# Objective
Convert the part of the records that runs from their start through the line containing "xmin=256 ymin=0 xmax=339 ymax=27" into a JSON list of strings, one string per line, omitting blank lines and pictures.

[Excerpts of bounding box data]
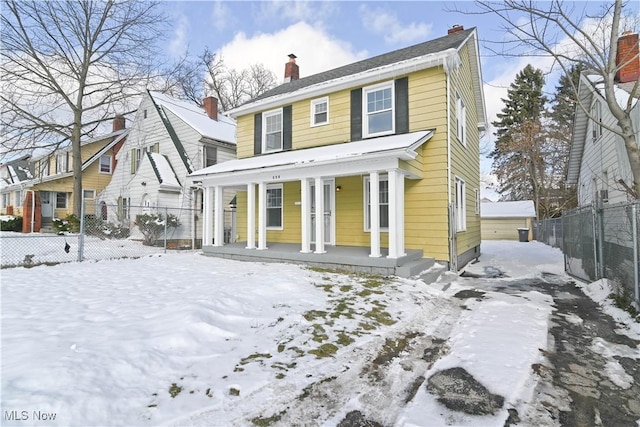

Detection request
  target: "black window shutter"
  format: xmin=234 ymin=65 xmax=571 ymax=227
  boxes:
xmin=282 ymin=105 xmax=292 ymax=151
xmin=351 ymin=89 xmax=362 ymax=141
xmin=395 ymin=77 xmax=409 ymax=133
xmin=253 ymin=113 xmax=262 ymax=155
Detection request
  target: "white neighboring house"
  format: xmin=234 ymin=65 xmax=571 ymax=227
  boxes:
xmin=480 ymin=200 xmax=536 ymax=240
xmin=567 ymin=34 xmax=640 ymax=207
xmin=97 ymin=91 xmax=236 ymax=246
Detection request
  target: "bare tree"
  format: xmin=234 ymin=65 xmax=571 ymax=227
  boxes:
xmin=0 ymin=0 xmax=166 ymax=215
xmin=169 ymin=48 xmax=276 ymax=111
xmin=450 ymin=0 xmax=640 ymax=198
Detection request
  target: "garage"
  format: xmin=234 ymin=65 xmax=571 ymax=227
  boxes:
xmin=480 ymin=200 xmax=536 ymax=240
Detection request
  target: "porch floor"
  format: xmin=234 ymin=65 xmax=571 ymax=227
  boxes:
xmin=202 ymin=242 xmax=435 ymax=277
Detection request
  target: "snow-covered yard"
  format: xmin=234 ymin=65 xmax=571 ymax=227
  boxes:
xmin=0 ymin=242 xmax=636 ymax=426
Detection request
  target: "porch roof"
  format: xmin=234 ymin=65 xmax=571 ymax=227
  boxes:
xmin=189 ymin=129 xmax=435 ymax=185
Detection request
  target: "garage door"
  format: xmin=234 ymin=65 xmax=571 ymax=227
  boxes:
xmin=481 ymin=218 xmax=527 ymax=240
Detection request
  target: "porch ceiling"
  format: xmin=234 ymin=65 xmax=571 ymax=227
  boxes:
xmin=190 ymin=129 xmax=434 ymax=186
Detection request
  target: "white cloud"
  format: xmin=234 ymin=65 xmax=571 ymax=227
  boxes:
xmin=169 ymin=14 xmax=190 ymax=58
xmin=211 ymin=0 xmax=234 ymax=31
xmin=219 ymin=22 xmax=366 ymax=82
xmin=360 ymin=5 xmax=433 ymax=44
xmin=256 ymin=0 xmax=339 ymax=27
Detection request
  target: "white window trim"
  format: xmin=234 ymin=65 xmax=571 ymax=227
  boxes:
xmin=310 ymin=96 xmax=329 ymax=127
xmin=362 ymin=175 xmax=391 ymax=233
xmin=54 ymin=193 xmax=69 ymax=209
xmin=454 ymin=176 xmax=467 ymax=232
xmin=264 ymin=184 xmax=284 ymax=231
xmin=98 ymin=154 xmax=113 ymax=175
xmin=362 ymin=80 xmax=396 ymax=138
xmin=456 ymin=92 xmax=467 ymax=147
xmin=262 ymin=108 xmax=284 ymax=153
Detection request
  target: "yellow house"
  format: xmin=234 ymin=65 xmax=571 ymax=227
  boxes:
xmin=190 ymin=26 xmax=486 ymax=276
xmin=3 ymin=116 xmax=129 ymax=231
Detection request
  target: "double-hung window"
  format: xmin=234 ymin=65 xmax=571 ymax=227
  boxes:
xmin=56 ymin=193 xmax=67 ymax=209
xmin=364 ymin=176 xmax=389 ymax=231
xmin=100 ymin=154 xmax=111 ymax=173
xmin=267 ymin=184 xmax=283 ymax=230
xmin=203 ymin=145 xmax=218 ymax=168
xmin=456 ymin=94 xmax=467 ymax=147
xmin=455 ymin=177 xmax=467 ymax=231
xmin=56 ymin=152 xmax=69 ymax=173
xmin=262 ymin=109 xmax=282 ymax=153
xmin=362 ymin=82 xmax=395 ymax=138
xmin=311 ymin=97 xmax=329 ymax=126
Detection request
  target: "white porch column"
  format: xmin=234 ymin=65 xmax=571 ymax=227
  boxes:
xmin=300 ymin=179 xmax=311 ymax=254
xmin=213 ymin=185 xmax=224 ymax=246
xmin=388 ymin=169 xmax=406 ymax=258
xmin=369 ymin=172 xmax=381 ymax=258
xmin=258 ymin=182 xmax=267 ymax=251
xmin=202 ymin=187 xmax=214 ymax=247
xmin=315 ymin=178 xmax=326 ymax=254
xmin=246 ymin=182 xmax=256 ymax=249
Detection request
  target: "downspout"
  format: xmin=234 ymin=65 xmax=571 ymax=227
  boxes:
xmin=443 ymin=66 xmax=457 ymax=270
xmin=24 ymin=190 xmax=36 ymax=233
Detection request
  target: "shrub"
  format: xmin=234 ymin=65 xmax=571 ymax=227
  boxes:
xmin=0 ymin=215 xmax=22 ymax=232
xmin=53 ymin=214 xmax=80 ymax=234
xmin=135 ymin=214 xmax=180 ymax=246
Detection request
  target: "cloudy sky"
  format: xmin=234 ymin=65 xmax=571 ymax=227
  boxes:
xmin=158 ymin=1 xmax=638 ymax=199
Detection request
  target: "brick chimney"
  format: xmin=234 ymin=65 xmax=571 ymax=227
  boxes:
xmin=112 ymin=114 xmax=127 ymax=132
xmin=447 ymin=24 xmax=464 ymax=35
xmin=202 ymin=96 xmax=218 ymax=121
xmin=284 ymin=53 xmax=300 ymax=83
xmin=616 ymin=31 xmax=640 ymax=83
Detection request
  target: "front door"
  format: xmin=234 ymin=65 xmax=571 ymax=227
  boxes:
xmin=40 ymin=191 xmax=53 ymax=223
xmin=310 ymin=180 xmax=336 ymax=245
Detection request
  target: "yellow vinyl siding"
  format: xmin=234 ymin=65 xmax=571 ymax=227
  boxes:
xmin=232 ymin=53 xmax=480 ymax=261
xmin=449 ymin=46 xmax=481 ymax=255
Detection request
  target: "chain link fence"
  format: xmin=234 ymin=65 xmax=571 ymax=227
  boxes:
xmin=0 ymin=203 xmax=236 ymax=268
xmin=535 ymin=201 xmax=640 ymax=306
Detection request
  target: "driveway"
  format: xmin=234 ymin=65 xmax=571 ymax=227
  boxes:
xmin=462 ymin=268 xmax=640 ymax=427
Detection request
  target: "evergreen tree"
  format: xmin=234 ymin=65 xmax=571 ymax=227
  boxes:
xmin=490 ymin=64 xmax=547 ymax=206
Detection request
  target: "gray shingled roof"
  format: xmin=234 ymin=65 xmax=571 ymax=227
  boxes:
xmin=250 ymin=28 xmax=475 ymax=105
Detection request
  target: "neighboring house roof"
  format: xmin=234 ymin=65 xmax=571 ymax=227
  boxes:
xmin=190 ymin=130 xmax=434 ymax=178
xmin=228 ymin=28 xmax=486 ymax=129
xmin=1 ymin=155 xmax=33 ymax=185
xmin=82 ymin=129 xmax=130 ymax=170
xmin=567 ymin=70 xmax=638 ymax=185
xmin=149 ymin=91 xmax=236 ymax=145
xmin=147 ymin=152 xmax=182 ymax=191
xmin=480 ymin=200 xmax=536 ymax=218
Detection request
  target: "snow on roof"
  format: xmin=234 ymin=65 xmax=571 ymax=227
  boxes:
xmin=587 ymin=74 xmax=637 ymax=109
xmin=480 ymin=200 xmax=536 ymax=218
xmin=149 ymin=92 xmax=236 ymax=144
xmin=191 ymin=130 xmax=434 ymax=176
xmin=147 ymin=153 xmax=181 ymax=190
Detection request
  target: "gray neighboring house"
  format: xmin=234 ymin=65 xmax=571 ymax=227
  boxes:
xmin=97 ymin=91 xmax=236 ymax=245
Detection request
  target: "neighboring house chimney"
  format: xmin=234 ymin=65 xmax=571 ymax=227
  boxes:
xmin=113 ymin=114 xmax=127 ymax=132
xmin=202 ymin=96 xmax=218 ymax=120
xmin=447 ymin=24 xmax=464 ymax=35
xmin=284 ymin=53 xmax=300 ymax=83
xmin=616 ymin=31 xmax=640 ymax=83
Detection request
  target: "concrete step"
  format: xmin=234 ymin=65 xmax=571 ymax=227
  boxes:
xmin=396 ymin=258 xmax=435 ymax=278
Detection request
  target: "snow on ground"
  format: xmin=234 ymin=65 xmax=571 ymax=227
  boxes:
xmin=0 ymin=242 xmax=626 ymax=426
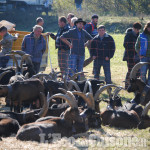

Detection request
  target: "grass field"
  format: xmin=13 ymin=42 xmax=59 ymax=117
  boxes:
xmin=0 ymin=34 xmax=150 ymax=150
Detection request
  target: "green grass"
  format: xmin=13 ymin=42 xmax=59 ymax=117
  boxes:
xmin=0 ymin=34 xmax=150 ymax=150
xmin=47 ymin=34 xmax=133 ymax=100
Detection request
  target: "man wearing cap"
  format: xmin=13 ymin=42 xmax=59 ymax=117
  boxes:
xmin=50 ymin=16 xmax=70 ymax=77
xmin=21 ymin=25 xmax=46 ymax=73
xmin=61 ymin=18 xmax=92 ymax=79
xmin=91 ymin=25 xmax=115 ymax=84
xmin=85 ymin=15 xmax=98 ymax=37
xmin=67 ymin=13 xmax=74 ymax=28
xmin=0 ymin=26 xmax=19 ymax=68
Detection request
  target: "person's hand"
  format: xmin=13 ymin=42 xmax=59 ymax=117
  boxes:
xmin=105 ymin=57 xmax=109 ymax=60
xmin=92 ymin=56 xmax=96 ymax=59
xmin=15 ymin=33 xmax=19 ymax=37
xmin=69 ymin=43 xmax=73 ymax=49
xmin=46 ymin=32 xmax=55 ymax=37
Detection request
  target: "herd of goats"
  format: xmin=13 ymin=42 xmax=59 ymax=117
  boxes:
xmin=0 ymin=51 xmax=150 ymax=142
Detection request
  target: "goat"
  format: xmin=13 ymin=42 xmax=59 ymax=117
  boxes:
xmin=0 ymin=93 xmax=49 ymax=125
xmin=11 ymin=51 xmax=36 ymax=78
xmin=7 ymin=54 xmax=30 ymax=83
xmin=0 ymin=117 xmax=20 ymax=137
xmin=0 ymin=79 xmax=44 ymax=112
xmin=0 ymin=93 xmax=49 ymax=137
xmin=101 ymin=85 xmax=140 ymax=129
xmin=16 ymin=91 xmax=99 ymax=142
xmin=127 ymin=62 xmax=150 ymax=106
xmin=138 ymin=102 xmax=150 ymax=129
xmin=0 ymin=67 xmax=15 ymax=85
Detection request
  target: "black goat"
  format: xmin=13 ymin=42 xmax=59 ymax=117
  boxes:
xmin=138 ymin=102 xmax=150 ymax=129
xmin=0 ymin=79 xmax=45 ymax=112
xmin=127 ymin=62 xmax=150 ymax=106
xmin=95 ymin=85 xmax=140 ymax=128
xmin=0 ymin=67 xmax=15 ymax=85
xmin=16 ymin=91 xmax=101 ymax=142
xmin=0 ymin=117 xmax=20 ymax=137
xmin=0 ymin=93 xmax=49 ymax=125
xmin=11 ymin=51 xmax=36 ymax=78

# Task result
[
  "Detection request",
  "  target: \"black window shutter\"",
  "  format: xmin=234 ymin=65 xmax=571 ymax=227",
  "  boxes:",
  "xmin=282 ymin=105 xmax=292 ymax=151",
  "xmin=351 ymin=89 xmax=362 ymax=141",
  "xmin=395 ymin=77 xmax=409 ymax=133",
  "xmin=253 ymin=113 xmax=262 ymax=155",
  "Detection request",
  "  target: \"white neighboring house\"",
  "  format: xmin=234 ymin=65 xmax=571 ymax=227",
  "  boxes:",
  "xmin=480 ymin=200 xmax=536 ymax=240",
  "xmin=567 ymin=34 xmax=640 ymax=207",
  "xmin=97 ymin=91 xmax=236 ymax=246",
  "Detection request",
  "  target: \"bare tree\"",
  "  format: xmin=234 ymin=65 xmax=571 ymax=227",
  "  boxes:",
  "xmin=0 ymin=0 xmax=166 ymax=215",
  "xmin=169 ymin=48 xmax=276 ymax=111",
  "xmin=450 ymin=0 xmax=640 ymax=198",
  "Detection request",
  "  target: \"garage\"",
  "  format: xmin=234 ymin=65 xmax=571 ymax=227",
  "  boxes:",
  "xmin=480 ymin=200 xmax=536 ymax=240",
  "Detection request",
  "  target: \"porch floor\"",
  "  format: xmin=234 ymin=65 xmax=571 ymax=227",
  "  boxes:",
  "xmin=202 ymin=242 xmax=435 ymax=277",
  "Detection request",
  "  target: \"snow-covered yard\"",
  "  format: xmin=234 ymin=65 xmax=571 ymax=227",
  "  boxes:",
  "xmin=0 ymin=242 xmax=636 ymax=426",
  "Detection request",
  "  target: \"porch roof\"",
  "  format: xmin=234 ymin=65 xmax=571 ymax=227",
  "  boxes:",
  "xmin=189 ymin=129 xmax=435 ymax=185",
  "Detection request",
  "  target: \"garage door\"",
  "  format: xmin=234 ymin=65 xmax=571 ymax=227",
  "  boxes:",
  "xmin=481 ymin=218 xmax=527 ymax=240",
  "Detection request",
  "  target: \"porch ceiling\"",
  "  format: xmin=234 ymin=65 xmax=571 ymax=227",
  "  boxes:",
  "xmin=190 ymin=129 xmax=434 ymax=186",
  "Detection request",
  "  target: \"white cloud\"",
  "  format: xmin=234 ymin=65 xmax=571 ymax=227",
  "  boxes:",
  "xmin=169 ymin=14 xmax=190 ymax=58",
  "xmin=211 ymin=0 xmax=234 ymax=31",
  "xmin=219 ymin=22 xmax=366 ymax=82",
  "xmin=360 ymin=5 xmax=433 ymax=44",
  "xmin=256 ymin=0 xmax=339 ymax=27"
]